Task objective
Count the lines below that contain the word "positive", and give only that number.

Segmentation mask data:
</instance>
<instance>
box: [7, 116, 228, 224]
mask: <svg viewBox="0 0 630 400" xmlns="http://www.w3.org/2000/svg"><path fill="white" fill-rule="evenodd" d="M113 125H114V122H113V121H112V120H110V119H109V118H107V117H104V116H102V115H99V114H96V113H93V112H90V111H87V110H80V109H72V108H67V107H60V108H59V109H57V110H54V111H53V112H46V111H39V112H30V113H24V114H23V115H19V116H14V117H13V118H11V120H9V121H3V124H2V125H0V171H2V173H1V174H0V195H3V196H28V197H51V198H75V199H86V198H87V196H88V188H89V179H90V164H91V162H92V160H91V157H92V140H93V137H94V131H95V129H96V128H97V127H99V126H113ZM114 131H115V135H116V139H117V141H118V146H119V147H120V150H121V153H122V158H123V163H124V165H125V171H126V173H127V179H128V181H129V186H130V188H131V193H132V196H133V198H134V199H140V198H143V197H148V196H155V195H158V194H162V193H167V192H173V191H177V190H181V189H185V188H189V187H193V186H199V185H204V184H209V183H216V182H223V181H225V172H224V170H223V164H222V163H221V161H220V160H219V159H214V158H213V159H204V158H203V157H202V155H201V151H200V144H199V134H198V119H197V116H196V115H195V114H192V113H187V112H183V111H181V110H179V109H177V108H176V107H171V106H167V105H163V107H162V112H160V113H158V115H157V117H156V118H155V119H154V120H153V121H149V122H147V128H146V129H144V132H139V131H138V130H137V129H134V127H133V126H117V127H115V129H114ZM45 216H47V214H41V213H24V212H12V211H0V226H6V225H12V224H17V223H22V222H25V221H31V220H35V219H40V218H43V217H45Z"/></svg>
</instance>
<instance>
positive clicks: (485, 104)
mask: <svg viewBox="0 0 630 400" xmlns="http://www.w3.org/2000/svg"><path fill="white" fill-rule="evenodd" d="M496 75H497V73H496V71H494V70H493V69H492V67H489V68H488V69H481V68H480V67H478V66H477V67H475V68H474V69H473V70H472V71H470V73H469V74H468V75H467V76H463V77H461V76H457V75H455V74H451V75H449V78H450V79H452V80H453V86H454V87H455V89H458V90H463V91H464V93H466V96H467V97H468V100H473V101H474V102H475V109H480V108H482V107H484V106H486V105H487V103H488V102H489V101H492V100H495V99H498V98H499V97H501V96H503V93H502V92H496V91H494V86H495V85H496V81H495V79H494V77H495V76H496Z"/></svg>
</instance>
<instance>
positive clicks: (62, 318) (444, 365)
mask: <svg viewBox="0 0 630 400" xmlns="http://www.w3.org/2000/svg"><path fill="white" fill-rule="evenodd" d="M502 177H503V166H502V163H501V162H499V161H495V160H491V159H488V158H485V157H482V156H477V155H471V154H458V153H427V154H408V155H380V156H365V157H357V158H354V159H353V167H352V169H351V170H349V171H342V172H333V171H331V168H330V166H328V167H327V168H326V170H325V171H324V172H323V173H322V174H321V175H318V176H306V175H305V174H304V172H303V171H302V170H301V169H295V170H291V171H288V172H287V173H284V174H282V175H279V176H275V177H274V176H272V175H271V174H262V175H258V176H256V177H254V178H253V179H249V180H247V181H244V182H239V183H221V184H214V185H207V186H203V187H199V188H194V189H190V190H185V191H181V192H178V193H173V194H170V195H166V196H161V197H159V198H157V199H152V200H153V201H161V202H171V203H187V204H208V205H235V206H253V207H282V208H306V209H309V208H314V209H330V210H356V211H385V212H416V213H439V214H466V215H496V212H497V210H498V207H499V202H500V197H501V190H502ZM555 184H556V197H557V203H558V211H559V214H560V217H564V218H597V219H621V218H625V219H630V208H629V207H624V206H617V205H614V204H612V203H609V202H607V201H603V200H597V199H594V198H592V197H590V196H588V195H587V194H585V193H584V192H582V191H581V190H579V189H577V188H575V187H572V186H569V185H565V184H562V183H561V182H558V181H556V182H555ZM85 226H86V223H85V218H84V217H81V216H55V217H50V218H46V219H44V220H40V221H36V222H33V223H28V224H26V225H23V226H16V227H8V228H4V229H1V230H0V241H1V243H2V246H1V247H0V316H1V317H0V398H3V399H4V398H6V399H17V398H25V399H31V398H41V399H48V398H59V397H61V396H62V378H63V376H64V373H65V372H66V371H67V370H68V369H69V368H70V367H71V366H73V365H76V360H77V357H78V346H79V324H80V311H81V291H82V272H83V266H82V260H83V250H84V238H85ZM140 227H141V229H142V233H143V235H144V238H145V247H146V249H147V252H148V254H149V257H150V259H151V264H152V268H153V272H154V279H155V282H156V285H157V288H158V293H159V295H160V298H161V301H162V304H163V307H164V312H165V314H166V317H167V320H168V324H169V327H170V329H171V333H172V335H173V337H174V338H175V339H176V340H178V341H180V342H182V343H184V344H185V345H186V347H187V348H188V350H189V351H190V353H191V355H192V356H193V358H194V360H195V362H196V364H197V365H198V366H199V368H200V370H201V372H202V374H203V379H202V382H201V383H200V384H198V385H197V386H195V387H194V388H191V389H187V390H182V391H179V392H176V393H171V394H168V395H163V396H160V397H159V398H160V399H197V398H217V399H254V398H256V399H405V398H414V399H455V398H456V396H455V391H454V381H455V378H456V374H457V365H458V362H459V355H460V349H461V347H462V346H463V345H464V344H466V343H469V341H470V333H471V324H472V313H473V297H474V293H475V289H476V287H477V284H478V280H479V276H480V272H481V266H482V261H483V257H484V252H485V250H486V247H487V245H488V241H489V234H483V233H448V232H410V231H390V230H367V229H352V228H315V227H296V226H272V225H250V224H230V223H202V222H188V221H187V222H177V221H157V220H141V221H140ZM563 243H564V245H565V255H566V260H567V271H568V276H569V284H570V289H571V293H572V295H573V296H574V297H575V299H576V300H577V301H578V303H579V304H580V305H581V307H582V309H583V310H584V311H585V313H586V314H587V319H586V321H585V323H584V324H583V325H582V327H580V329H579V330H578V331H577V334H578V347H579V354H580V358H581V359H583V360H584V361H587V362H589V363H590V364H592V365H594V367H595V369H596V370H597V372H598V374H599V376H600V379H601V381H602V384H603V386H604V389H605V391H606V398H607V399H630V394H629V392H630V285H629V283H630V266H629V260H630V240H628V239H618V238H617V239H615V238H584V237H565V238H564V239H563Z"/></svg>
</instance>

Answer box
2